**TO BE DONE**
Could you quote, exactly as they stand, the lines running from the one with "of the green" to the final line of the material?
-- START OF RECORDS PROVIDED --
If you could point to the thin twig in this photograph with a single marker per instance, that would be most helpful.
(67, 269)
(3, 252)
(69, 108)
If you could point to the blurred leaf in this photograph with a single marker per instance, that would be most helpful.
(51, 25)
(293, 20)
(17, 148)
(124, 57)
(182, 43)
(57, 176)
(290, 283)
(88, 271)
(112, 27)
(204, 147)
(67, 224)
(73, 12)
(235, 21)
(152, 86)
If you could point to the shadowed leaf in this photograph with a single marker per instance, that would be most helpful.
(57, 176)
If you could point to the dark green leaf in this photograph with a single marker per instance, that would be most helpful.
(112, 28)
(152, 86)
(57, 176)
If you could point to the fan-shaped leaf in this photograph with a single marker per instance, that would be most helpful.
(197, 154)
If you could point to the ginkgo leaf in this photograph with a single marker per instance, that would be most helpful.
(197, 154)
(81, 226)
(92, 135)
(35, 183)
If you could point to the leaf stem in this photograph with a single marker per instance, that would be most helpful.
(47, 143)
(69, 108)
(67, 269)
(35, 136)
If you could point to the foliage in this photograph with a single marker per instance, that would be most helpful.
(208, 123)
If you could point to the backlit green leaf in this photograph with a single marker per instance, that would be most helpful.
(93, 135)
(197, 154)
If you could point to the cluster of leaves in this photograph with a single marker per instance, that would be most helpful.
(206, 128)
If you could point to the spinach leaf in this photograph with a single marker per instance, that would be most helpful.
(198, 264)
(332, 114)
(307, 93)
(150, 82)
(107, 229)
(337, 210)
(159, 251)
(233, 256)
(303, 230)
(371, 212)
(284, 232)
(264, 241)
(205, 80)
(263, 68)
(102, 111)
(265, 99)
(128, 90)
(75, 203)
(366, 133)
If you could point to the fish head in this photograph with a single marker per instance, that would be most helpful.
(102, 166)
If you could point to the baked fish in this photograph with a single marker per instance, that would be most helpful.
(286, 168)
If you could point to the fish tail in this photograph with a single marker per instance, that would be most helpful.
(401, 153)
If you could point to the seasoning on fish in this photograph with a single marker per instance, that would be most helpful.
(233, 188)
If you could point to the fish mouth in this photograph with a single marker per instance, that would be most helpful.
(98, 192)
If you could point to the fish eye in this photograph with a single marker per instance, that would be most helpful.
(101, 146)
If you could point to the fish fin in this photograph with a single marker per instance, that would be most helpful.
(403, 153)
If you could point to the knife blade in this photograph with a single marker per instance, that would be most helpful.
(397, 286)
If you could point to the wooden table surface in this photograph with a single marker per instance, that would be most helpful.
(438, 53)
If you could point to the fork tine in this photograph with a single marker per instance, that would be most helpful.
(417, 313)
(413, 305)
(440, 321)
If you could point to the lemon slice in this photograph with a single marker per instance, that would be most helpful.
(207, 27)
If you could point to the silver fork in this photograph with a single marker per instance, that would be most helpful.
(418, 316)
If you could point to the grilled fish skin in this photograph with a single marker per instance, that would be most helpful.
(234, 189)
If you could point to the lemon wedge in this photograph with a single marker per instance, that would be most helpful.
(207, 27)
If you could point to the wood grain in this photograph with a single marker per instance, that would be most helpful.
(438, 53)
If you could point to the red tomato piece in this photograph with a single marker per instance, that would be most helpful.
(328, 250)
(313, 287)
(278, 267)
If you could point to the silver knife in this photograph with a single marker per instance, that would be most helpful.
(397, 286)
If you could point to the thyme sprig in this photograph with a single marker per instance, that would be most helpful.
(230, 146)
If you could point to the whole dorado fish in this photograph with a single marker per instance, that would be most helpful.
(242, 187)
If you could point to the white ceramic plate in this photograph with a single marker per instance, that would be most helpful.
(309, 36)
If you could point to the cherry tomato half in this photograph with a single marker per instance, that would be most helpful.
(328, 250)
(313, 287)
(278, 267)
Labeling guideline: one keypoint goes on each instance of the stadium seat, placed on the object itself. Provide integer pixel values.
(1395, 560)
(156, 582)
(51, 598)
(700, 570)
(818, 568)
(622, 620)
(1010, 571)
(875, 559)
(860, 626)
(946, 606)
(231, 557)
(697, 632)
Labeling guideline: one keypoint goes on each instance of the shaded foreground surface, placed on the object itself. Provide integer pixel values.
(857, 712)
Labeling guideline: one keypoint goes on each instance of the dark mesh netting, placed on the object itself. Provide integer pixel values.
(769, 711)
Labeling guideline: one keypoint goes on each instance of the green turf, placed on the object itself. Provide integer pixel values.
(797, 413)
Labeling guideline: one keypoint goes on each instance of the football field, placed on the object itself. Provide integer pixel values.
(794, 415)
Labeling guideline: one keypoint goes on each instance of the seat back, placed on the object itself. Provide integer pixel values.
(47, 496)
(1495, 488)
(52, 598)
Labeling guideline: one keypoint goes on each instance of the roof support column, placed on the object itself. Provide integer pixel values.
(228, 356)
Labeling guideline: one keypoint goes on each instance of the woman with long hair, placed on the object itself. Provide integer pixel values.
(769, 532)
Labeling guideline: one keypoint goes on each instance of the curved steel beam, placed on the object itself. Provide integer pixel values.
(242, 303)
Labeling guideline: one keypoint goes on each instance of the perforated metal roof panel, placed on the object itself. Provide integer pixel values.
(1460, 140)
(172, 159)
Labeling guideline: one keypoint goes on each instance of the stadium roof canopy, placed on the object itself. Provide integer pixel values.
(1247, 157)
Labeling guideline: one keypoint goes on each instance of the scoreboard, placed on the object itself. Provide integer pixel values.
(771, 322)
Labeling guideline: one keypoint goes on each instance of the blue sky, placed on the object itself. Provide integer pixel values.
-- END OF RECORDS PROVIDED --
**REPLY TO THE TASK**
Labeling guideline: one keypoint goes on each instance of the green turf, placed on the object itself. Provide integer pixel values.
(797, 413)
Labeling guideline: one keypoint goes on each instance of the football field, placed on the object itself. Provide integer pixel values.
(794, 415)
Labeling guideline: one keypoint goes on each instance of the seat back, placed on the object itself. Provide integer pixel values.
(47, 496)
(1495, 488)
(52, 598)
Labeling guideline: one keypoint goes on each instance of the roof support column, placed on the object itself. Provide integer pixel values.
(228, 356)
Labeling guideline: one keypoint goes on each instance of the woman with long hair, placed on the object itself. Provide integer pixel values.
(769, 532)
Labeling guideline: one keypoint goes on each instance of the curved steel beam, placed on the object itself. Provide integer pixel values.
(242, 303)
Labeling guideline: one keypoint goes on each instance of the perforated metal roof panel, placed on the object itself. Provide integer pixel values.
(1460, 140)
(172, 159)
Labeling guideline: one keypoint goes on each instance of the stadium roof canopy, placed on the object itself. Provide integer pixel values.
(1247, 157)
Labeling guideline: one keypoint goes on each instance of the scoreboard, placed on the object itself. Provide integer pixel values.
(771, 322)
Labeling guideline: one keypoint goes on each instance of the blue sky, placed on the object itself. Provide integer pixel values.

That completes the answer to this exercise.